* **GIVEN PASSAGE**
▼▼▼
Vision Karts

The Future of Computer-Vision Retail, Today

Welcome to Vision Karts - where cutting-edge computer vision meets seamless shopping experiences. This isn't just another checkout system. This is a complete reimagining of how retail works for camera-based, automated checkout in physical stores.

"To truly understand a world, you must first see every piece of it clearly." — Vision (in spirit)

Target: Python 3.8+ on Linux, macOS, or Windows, with optional CUDA GPU
Hardware: Standard RGB cameras (USB/IP) watching entrances, aisles, and exits in brick-and-mortar stores.
▲▲▲
* **PROMPT A**
Retype the Vision Karts page from "Welcome to Vision" to "in brick-and-mortar stores.".
* **PROMPT B**
List every operating system that the Vision Karts page names as a target.
* **PROMPT C**
Using the Vision Karts page, decide whether each statement agrees with it: (i) Python 3.8 or later is targeted. (ii) A CUDA GPU is required. (iii) The cameras used are depth cameras.

* **STORED ROWS**
▼▼▼
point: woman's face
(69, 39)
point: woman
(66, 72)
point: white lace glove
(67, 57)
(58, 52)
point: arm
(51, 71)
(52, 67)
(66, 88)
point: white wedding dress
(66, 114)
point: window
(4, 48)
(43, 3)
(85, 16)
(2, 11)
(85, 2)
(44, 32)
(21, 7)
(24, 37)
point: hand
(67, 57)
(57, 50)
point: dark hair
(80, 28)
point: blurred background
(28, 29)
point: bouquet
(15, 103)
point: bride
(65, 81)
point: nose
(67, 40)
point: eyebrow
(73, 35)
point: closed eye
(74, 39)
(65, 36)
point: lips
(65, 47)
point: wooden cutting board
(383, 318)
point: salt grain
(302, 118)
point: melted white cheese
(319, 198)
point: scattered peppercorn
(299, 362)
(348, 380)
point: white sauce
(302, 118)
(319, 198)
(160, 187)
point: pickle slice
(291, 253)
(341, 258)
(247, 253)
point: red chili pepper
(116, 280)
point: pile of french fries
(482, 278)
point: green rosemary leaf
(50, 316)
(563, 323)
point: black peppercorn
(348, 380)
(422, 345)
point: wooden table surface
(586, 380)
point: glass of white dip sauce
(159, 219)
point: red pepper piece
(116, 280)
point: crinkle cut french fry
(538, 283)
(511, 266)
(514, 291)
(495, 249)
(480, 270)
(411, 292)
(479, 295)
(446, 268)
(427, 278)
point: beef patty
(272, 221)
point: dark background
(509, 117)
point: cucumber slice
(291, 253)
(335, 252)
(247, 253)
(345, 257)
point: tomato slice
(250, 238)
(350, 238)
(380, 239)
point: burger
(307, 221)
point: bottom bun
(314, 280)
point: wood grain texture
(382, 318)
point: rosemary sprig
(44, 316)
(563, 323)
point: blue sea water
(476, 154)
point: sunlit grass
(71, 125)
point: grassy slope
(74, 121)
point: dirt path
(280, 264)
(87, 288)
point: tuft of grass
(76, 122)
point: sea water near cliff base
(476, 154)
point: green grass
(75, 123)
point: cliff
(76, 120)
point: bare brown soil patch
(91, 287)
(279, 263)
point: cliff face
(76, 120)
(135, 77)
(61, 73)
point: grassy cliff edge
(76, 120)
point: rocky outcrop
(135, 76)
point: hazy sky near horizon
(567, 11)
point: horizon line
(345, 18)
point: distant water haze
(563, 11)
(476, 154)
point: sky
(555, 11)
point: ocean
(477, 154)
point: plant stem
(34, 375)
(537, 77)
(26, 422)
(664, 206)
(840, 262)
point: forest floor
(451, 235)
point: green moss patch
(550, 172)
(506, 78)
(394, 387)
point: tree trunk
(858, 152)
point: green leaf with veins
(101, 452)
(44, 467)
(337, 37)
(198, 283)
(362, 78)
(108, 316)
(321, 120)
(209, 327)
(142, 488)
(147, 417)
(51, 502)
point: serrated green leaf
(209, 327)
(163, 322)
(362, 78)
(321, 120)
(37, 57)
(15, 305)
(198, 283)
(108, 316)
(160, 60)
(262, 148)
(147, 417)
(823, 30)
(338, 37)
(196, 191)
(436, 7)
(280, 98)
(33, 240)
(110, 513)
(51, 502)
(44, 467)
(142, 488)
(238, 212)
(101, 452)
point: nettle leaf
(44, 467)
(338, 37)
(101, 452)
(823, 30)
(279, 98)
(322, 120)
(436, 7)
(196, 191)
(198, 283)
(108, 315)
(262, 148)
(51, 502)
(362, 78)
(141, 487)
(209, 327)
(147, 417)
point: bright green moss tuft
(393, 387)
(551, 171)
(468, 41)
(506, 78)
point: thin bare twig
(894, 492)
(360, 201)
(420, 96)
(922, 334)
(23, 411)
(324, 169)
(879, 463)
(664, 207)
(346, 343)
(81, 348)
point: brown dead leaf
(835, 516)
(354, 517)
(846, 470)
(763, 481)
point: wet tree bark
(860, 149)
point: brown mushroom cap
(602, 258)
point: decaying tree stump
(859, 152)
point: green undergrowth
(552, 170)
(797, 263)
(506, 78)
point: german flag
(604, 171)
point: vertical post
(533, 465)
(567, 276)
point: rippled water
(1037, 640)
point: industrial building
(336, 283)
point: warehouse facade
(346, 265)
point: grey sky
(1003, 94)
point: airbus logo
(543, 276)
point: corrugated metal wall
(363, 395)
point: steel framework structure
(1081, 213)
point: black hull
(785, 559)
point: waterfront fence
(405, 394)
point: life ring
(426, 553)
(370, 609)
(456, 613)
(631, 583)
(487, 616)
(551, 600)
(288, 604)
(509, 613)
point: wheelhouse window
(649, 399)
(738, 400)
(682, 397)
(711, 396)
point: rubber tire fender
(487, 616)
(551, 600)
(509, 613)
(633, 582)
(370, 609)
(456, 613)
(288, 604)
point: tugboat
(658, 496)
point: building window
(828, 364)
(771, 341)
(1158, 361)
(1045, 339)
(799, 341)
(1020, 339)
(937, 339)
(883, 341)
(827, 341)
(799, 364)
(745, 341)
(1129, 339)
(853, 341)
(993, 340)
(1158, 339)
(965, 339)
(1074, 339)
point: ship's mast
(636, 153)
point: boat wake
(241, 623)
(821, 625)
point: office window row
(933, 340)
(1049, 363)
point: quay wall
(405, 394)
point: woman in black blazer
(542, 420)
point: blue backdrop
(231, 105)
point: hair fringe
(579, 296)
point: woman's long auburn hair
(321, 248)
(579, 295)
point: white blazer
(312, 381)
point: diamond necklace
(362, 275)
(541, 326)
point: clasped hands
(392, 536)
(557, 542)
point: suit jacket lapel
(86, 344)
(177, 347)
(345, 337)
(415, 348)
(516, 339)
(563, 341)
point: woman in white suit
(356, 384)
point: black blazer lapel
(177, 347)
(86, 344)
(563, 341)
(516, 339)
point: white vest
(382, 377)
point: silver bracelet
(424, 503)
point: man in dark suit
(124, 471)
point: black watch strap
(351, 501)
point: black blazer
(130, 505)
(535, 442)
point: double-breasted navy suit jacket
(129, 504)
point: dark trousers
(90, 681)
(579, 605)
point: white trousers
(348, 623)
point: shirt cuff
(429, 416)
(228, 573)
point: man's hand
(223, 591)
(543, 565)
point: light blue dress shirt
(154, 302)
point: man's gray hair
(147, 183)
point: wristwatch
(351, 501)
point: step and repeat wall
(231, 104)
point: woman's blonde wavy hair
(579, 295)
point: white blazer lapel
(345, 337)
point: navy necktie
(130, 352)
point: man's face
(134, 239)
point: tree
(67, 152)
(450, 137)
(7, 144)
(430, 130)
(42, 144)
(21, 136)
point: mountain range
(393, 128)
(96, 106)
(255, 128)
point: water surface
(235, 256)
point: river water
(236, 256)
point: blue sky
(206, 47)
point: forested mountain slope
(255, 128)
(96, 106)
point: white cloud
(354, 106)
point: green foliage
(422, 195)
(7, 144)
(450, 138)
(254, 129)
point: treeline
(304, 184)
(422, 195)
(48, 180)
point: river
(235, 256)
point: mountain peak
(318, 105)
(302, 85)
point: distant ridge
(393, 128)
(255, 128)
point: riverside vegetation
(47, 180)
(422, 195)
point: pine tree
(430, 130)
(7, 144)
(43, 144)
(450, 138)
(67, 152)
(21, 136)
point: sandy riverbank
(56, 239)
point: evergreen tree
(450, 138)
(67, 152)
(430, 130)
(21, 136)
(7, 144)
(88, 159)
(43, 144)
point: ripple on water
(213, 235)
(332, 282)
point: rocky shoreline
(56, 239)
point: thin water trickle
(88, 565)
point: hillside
▲▲▲
* **RIGHT ANSWER A**
Welcome to Vision Karts - where cutting-edge computer vision meets seamless shopping experiences. This isn't just another checkout system. This is a complete reimagining of how retail works for camera-based, automated checkout in physical stores.

"To truly understand a world, you must first see every piece of it clearly." — Vision (in spirit)

Target: Python 3.8+ on Linux, macOS, or Windows, with optional CUDA GPU
Hardware: Standard RGB cameras (USB/IP) watching entrances, aisles, and exits in brick-and-mortar stores.

* **RIGHT ANSWER B**
Linux, macOS, Windows

* **RIGHT ANSWER C**
(i) Yes: "Python 3.8+"
(ii) No: "with optional CUDA GPU"
(iii) No: "Standard RGB cameras (USB/IP)"